◆ **WHAT YOU ARE ASKED TO DO**
Report every line from the material that contains the word "below".

◆ **DATA**
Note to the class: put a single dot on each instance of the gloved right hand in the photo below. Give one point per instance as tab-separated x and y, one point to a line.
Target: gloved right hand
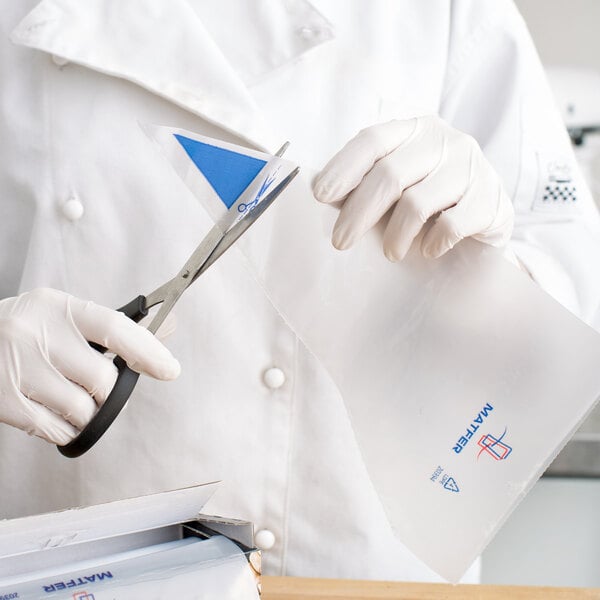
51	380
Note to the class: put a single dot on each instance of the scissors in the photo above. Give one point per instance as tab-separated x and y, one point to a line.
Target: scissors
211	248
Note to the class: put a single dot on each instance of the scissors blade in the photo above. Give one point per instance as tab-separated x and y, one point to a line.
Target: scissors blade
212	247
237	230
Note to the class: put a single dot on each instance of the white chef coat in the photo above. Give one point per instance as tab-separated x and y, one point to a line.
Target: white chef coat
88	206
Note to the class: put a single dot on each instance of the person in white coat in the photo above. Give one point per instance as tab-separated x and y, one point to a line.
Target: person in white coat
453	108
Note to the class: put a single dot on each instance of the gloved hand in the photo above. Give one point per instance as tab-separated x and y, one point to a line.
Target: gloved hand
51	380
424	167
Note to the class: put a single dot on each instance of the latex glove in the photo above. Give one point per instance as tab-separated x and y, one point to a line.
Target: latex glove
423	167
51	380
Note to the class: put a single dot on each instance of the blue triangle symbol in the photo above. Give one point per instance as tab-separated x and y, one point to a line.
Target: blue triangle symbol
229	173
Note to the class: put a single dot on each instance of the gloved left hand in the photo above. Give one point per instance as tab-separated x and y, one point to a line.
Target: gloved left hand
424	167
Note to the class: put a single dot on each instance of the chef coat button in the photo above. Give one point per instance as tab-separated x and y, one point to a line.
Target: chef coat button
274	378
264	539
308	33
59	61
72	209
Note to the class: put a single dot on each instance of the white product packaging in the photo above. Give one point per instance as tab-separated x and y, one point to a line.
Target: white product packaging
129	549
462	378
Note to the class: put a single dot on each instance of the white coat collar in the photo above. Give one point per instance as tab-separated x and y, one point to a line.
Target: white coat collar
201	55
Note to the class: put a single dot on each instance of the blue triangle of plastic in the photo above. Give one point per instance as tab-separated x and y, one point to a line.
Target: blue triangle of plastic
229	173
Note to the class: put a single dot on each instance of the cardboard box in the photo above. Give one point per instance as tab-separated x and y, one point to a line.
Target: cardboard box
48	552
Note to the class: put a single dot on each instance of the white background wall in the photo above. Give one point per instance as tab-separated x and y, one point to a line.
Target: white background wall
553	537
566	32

==

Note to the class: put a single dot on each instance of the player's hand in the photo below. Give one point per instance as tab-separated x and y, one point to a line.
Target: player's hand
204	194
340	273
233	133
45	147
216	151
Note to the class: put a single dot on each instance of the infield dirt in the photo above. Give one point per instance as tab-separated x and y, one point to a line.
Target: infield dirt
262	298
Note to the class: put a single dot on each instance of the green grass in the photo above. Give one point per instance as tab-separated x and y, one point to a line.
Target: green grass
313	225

---

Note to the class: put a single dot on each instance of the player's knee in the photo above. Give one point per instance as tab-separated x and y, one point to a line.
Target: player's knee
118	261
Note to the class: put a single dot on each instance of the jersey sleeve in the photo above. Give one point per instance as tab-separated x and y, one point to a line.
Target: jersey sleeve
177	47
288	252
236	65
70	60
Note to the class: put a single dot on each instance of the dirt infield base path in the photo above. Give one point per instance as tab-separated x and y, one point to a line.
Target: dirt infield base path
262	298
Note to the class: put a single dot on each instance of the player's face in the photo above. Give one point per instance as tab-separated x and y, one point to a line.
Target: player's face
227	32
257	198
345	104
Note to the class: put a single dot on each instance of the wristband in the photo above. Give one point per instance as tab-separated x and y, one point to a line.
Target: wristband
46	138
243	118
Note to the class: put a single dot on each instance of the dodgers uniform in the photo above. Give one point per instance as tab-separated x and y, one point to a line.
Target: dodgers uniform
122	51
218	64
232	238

◆ **SOLUTION FOR THIS PROBLEM**
Note to the class: put a single dot on each instance of the gloved right hand in the photo below. Give one point per instance as tab-separated x and y, one point to a line.
Note to the class: put a single dot on each instance of the player's hand in the photo below. Give one point per instance as tab-separated x and y, one point to a line.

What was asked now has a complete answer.